### AVAILABLE DATA

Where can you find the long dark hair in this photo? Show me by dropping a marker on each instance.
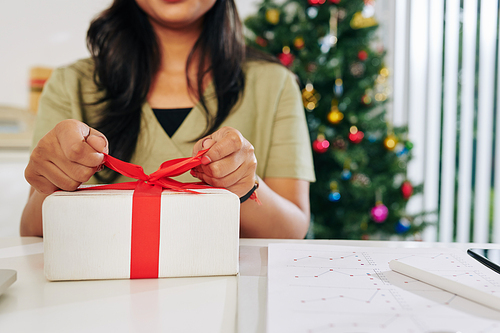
(126, 54)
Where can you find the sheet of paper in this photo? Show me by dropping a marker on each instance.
(329, 288)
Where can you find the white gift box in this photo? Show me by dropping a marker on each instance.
(87, 234)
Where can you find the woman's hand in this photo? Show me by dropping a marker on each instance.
(66, 157)
(230, 161)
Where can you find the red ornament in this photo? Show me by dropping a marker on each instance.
(407, 189)
(362, 55)
(261, 41)
(316, 2)
(356, 137)
(320, 145)
(286, 58)
(379, 213)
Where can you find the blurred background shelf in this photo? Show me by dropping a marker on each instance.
(16, 128)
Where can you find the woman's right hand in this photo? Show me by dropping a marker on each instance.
(66, 157)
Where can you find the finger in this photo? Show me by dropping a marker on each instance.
(40, 183)
(202, 144)
(226, 143)
(48, 178)
(72, 135)
(60, 179)
(97, 141)
(225, 166)
(233, 182)
(65, 175)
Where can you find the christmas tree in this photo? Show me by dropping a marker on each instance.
(360, 158)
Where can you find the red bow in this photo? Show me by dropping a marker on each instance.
(146, 206)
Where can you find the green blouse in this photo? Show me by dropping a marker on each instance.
(269, 114)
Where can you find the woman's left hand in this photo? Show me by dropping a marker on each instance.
(230, 161)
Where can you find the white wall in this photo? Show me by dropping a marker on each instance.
(47, 33)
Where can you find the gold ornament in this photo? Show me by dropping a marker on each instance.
(273, 16)
(335, 116)
(299, 43)
(390, 142)
(366, 99)
(310, 97)
(358, 21)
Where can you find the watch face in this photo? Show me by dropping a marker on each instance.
(488, 257)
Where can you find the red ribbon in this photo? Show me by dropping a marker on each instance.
(146, 206)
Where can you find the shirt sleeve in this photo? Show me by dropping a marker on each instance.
(290, 154)
(54, 106)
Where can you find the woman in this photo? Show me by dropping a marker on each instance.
(184, 60)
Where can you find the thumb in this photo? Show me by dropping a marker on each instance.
(97, 141)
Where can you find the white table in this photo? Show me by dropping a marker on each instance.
(209, 304)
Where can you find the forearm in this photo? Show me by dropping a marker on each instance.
(31, 219)
(277, 217)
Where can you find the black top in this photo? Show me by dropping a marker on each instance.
(171, 119)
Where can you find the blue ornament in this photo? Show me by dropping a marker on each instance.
(334, 196)
(403, 226)
(346, 174)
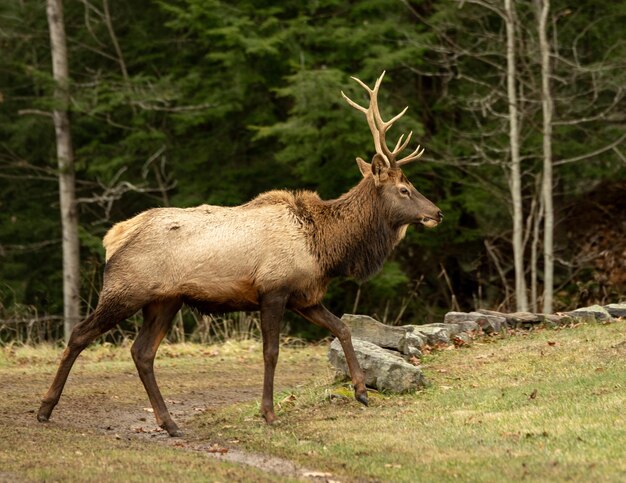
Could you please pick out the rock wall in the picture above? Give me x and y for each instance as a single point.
(389, 355)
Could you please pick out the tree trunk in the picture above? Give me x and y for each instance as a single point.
(543, 8)
(521, 297)
(65, 159)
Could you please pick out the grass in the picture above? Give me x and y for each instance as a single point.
(103, 387)
(543, 406)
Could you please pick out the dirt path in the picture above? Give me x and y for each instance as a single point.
(108, 398)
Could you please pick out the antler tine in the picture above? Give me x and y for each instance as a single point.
(411, 157)
(369, 115)
(398, 148)
(354, 104)
(379, 128)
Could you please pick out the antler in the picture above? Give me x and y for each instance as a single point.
(379, 128)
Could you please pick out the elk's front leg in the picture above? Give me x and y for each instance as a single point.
(320, 315)
(272, 310)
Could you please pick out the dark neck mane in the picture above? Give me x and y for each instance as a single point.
(351, 235)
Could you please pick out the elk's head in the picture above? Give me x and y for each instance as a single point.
(404, 204)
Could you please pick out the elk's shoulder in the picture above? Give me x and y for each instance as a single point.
(294, 200)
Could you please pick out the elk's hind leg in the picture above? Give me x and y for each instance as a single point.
(106, 316)
(157, 319)
(320, 315)
(272, 310)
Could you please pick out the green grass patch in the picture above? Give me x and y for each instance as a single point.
(91, 436)
(542, 406)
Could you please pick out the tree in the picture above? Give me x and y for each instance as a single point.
(543, 10)
(521, 297)
(65, 157)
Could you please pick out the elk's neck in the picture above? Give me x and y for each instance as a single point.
(351, 235)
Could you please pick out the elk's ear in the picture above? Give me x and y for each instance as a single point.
(364, 167)
(380, 170)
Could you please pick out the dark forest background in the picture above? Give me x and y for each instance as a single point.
(184, 102)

######

» **EXERCISE**
I would like the data copied exactly as it stands, with no pictures included.

» **EXERCISE RESPONSE**
Where can you find the long dark hair in this photo? Show me by dropping a marker on each instance.
(126, 54)
Where can you find the sheet of paper in this photo? Show me by dropping a marker on each instance.
(329, 288)
Where can you find the white gift box in this photo? Show me by dropping a marker on each instance.
(87, 234)
Where can you find the woman's hand in this photo? Show me by dropping a marker on each instance.
(66, 157)
(230, 161)
Where can you find the red ornament in this photo? Show me by dropping a marker on each instance.
(407, 189)
(362, 55)
(261, 41)
(316, 2)
(356, 137)
(320, 145)
(286, 58)
(379, 213)
Where can you find the blurred background shelf in this photo? Show me by dropping a marker on each instance.
(16, 128)
Where can you find the woman's right hand in this photo? Show me by dropping a marker on each instance.
(66, 157)
Where can you find the finger in this photo? Show me by dropping a marker on each instance.
(40, 183)
(202, 144)
(226, 143)
(48, 178)
(72, 135)
(60, 179)
(97, 141)
(225, 166)
(233, 182)
(65, 175)
Where can you find the christmas tree in this photo? Show me by dropping a marker on each instance.
(360, 158)
Where can you find the red bow in this photo? Show me by dropping a marker on each instance.
(146, 206)
Where can you find the green blouse in this photo? Show me by dropping a marker on each instance.
(269, 114)
Where can you find the woman's left hand in this photo? Show me by dropping a marker on each instance.
(230, 161)
Where can you find the white wall in this photo? Show me by dropping a marker on each instance.
(47, 33)
Where can you find the gold ornament in this photo? Show me by dropping a marker on each instance.
(273, 16)
(335, 116)
(299, 43)
(390, 142)
(366, 99)
(310, 97)
(358, 21)
Where can you find the watch face in this photo? Show me by dropping a marker on each instance.
(488, 257)
Where can you find the red ribbon in this photo? Show me by dropping a marker on each instance.
(146, 206)
Where can you find the shirt sleeve in this photo? Show me by dropping a marker on each instance.
(290, 154)
(54, 106)
Where can you find the woman in this photo? Show me by dropping a marker on each instance.
(184, 60)
Where can you find the thumb in this photo? Show me by dropping a marker on each instance.
(97, 141)
Where can you find the white table in this photo? Show me by dropping a marker on each instance.
(209, 304)
Where can you find the forearm in this photo? Show me by dropping a marker on each instance.
(31, 219)
(277, 217)
Where can you find the black top in this photo? Show me by dropping a marker on each instance.
(171, 119)
Where can you find the blue ornament in this photo? Show me by dropping a marker on each instance.
(334, 196)
(403, 226)
(346, 174)
Could you please pick out the rock wall in the picture above? Give me x and y for each instance as a single point.
(389, 355)
Could you please pick out the tree trunk in the picture above? Give me x and y for each instance as a single point.
(543, 8)
(521, 297)
(65, 159)
Could you please pick out the grass in the picture above? Give me x and y for each instance as a single point.
(103, 387)
(543, 406)
Could you please pick out the dirt path in the picture above? Give me x and y for each instance as a single point.
(108, 398)
Could you please pick out the antler tine in the picture above? Give me x and y for each instance as a single point.
(411, 157)
(369, 115)
(398, 148)
(354, 104)
(379, 128)
Could you please pick out the antler in the picture above? Give me x and y for each instance as a single point.
(379, 128)
Could you please pick out the elk's front leg in the picture above? Give me x and y for each instance as a single point.
(320, 315)
(272, 310)
Could you please pick out the dark neck mane in the picture above? Give me x and y for each instance as a single point.
(351, 235)
Could you please pick out the elk's head in the picture above? Give me x and y for each instance as a single point.
(404, 204)
Could you please pick out the elk's shoulder in the picture above? Give me x and y for each instance as a single point.
(294, 200)
Could you please pick out the elk's hind leg in the picture above? Give me x and y for each instance as a single point.
(106, 316)
(157, 319)
(320, 315)
(272, 310)
Could you please pick out the green grass patch in the picture above? Give me x and y for each instance as a single point.
(91, 436)
(542, 406)
Could you please pick out the tree in the picture above? Give me x and y for each instance as a single point.
(543, 10)
(521, 297)
(65, 157)
Could you please pick out the elk's neck in the picture above? Give me x and y for each instance as a single point.
(351, 235)
Could you please pick out the elk's ear in the picture above? Give me x and y for each instance as a single point.
(364, 167)
(380, 170)
Could you please pick out the dark forest background in the picture above? Give me x and y for each instance as a single point.
(184, 102)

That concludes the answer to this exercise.